▶ DOCUMENT SEGMENT

The dashboard has a two-colour aesthetic, with switches of driving modes in the centre tunnel, as well as a large multimedia system touch display. The traditional instrument panel has been replaced by the central multimedia screen and a head-up display projected on the windshield.

==== Drivetrain ====
The VF 8 is available with multiple traction motor arrangements. In the United States, the VF 8 has a dual-motor all-wheel-drive arrangement, with output of either 348 hp and 368 lbft ("Eco" model) or 402 hp and 457 lbft ("Plus"). In Vietnam, the VF 8 is also available in two versions: Eco and Plus. Both of them use dual-motor and all-wheel-drive configuration. The VF 8 Eco has 260 kW and 500 Nm, while the VF 8 Plus has 300 kW and 620 Nm.

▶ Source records
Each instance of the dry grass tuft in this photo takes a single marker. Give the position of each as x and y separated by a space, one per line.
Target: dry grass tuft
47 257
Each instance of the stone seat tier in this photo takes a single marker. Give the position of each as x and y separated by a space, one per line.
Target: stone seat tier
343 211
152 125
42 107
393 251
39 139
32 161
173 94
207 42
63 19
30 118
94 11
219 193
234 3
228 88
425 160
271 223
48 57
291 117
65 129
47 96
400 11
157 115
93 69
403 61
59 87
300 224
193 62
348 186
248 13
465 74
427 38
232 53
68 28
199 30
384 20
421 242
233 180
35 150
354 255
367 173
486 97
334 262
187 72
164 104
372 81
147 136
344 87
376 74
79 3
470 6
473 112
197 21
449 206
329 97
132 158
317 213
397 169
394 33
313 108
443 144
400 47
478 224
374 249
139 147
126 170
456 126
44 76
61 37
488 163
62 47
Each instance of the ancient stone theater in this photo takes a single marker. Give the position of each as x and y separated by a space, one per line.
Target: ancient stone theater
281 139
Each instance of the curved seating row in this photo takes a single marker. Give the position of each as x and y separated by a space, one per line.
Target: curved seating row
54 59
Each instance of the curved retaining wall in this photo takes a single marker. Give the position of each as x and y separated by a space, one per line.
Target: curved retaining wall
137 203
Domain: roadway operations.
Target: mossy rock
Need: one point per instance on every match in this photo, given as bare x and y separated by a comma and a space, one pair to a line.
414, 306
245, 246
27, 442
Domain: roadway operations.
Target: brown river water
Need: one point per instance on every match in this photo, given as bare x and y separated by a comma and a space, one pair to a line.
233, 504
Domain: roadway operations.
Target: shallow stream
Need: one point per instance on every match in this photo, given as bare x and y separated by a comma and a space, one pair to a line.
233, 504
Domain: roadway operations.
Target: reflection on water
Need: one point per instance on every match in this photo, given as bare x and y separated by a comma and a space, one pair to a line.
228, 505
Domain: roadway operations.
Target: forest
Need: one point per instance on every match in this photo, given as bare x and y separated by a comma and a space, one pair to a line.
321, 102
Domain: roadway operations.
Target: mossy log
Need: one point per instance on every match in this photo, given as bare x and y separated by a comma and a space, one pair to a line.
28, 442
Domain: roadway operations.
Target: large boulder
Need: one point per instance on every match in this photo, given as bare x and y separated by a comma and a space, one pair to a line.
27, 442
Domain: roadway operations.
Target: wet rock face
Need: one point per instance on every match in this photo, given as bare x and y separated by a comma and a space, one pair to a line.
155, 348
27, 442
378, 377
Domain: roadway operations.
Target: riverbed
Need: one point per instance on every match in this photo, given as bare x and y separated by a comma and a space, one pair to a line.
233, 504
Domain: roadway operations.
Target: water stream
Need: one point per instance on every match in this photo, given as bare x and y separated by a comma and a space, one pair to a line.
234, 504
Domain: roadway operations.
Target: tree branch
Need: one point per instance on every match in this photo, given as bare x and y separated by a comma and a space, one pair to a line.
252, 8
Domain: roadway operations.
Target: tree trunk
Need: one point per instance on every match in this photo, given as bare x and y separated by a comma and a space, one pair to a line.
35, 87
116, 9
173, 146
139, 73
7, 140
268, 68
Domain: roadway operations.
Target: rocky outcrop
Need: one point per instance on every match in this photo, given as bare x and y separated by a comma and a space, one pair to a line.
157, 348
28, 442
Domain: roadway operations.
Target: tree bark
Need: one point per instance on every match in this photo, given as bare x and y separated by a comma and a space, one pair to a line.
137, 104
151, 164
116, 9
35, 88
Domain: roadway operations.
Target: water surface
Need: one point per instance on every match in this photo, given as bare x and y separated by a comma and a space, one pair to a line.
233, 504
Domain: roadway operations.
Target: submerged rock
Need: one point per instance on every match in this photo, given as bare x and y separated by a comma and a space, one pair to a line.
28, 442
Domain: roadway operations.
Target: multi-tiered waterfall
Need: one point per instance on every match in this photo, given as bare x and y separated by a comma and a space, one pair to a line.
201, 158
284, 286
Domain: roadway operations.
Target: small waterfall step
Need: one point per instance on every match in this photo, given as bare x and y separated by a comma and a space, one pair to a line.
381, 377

▶ QUESTIONS ON THE MATERIAL
A. List every power output figure in the VF 8 text, and give the market and version for each.
B. Write the next part of the VF 8 text, starting after its final sentence about the Vietnamese versions.

▶ ANSWERS TO THIS EXERCISE
A.
- 348 hp: United States, Eco
- 402 hp: United States, Plus
- 260 kW: Vietnam, VF 8 Eco
- 300 kW: Vietnam, VF 8 Plus

B.
The first batteries used in the VF 8 are from Samsung SDI. VinFast plans to add its own battery factory by August 2022. Both the Eco and Plus models are available with one of two traction battery options: "standard range", with 82 kW-hr usable, or "extended range", with 87.7 kW-hr usable (90 kW-hr gross). The estimated range depends on the powertrain and battery combination, ranging from 248 mi ("Plus, standard range") to 292 mi ("Eco, extended range") under the WLTP cycle. For the United States, the batteries are leased separately from the vehicle to reduce purchase costs and alleviate concerns regarding traction battery degradation. VinFast have stated they will replace a leased battery if it falls below 70% of initial capacity. Eventually, VinFast plans to offer the vehicle with a purchased battery.

=== Safety ===
On 18 September 2024, mechanical engineer Hazar Denli said he was sacked after raising safety concerns about VinFast testing. On 24 April 2024, a family of four was killed in a VinFast VF 8 crash in Pleasanton, California. Police reported the vehicle lost control, veered off the road, hit a pole, and caught fire.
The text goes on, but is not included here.